**What the exercise asks**: What you return should match the data below exactly, line for line.

**Supplied material**:
----

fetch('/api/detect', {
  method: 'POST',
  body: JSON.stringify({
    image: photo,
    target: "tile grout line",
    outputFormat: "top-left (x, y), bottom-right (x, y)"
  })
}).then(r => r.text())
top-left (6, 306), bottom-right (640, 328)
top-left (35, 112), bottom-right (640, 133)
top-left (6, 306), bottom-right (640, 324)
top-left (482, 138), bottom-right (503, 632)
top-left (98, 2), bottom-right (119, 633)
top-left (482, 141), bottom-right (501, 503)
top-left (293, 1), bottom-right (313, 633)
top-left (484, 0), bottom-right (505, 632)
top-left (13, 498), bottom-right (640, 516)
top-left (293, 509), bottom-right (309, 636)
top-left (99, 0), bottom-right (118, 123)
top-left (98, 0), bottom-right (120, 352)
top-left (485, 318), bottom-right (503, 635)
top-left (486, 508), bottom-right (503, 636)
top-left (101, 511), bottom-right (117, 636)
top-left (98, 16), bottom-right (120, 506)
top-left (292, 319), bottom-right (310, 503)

----

**Answer section**:
fetch('/api/detect', {
  method: 'POST',
  body: JSON.stringify({
    image: photo,
    target: "tile grout line",
    outputFormat: "top-left (x, y), bottom-right (x, y)"
  })
}).then(r => r.text())
top-left (6, 306), bottom-right (640, 328)
top-left (35, 112), bottom-right (640, 133)
top-left (6, 306), bottom-right (640, 324)
top-left (482, 138), bottom-right (503, 632)
top-left (98, 2), bottom-right (119, 633)
top-left (482, 141), bottom-right (501, 503)
top-left (293, 1), bottom-right (313, 633)
top-left (484, 0), bottom-right (505, 632)
top-left (13, 498), bottom-right (640, 516)
top-left (293, 509), bottom-right (309, 636)
top-left (99, 0), bottom-right (118, 123)
top-left (98, 0), bottom-right (120, 352)
top-left (485, 318), bottom-right (503, 635)
top-left (486, 508), bottom-right (503, 636)
top-left (101, 511), bottom-right (117, 636)
top-left (98, 16), bottom-right (120, 506)
top-left (292, 319), bottom-right (310, 503)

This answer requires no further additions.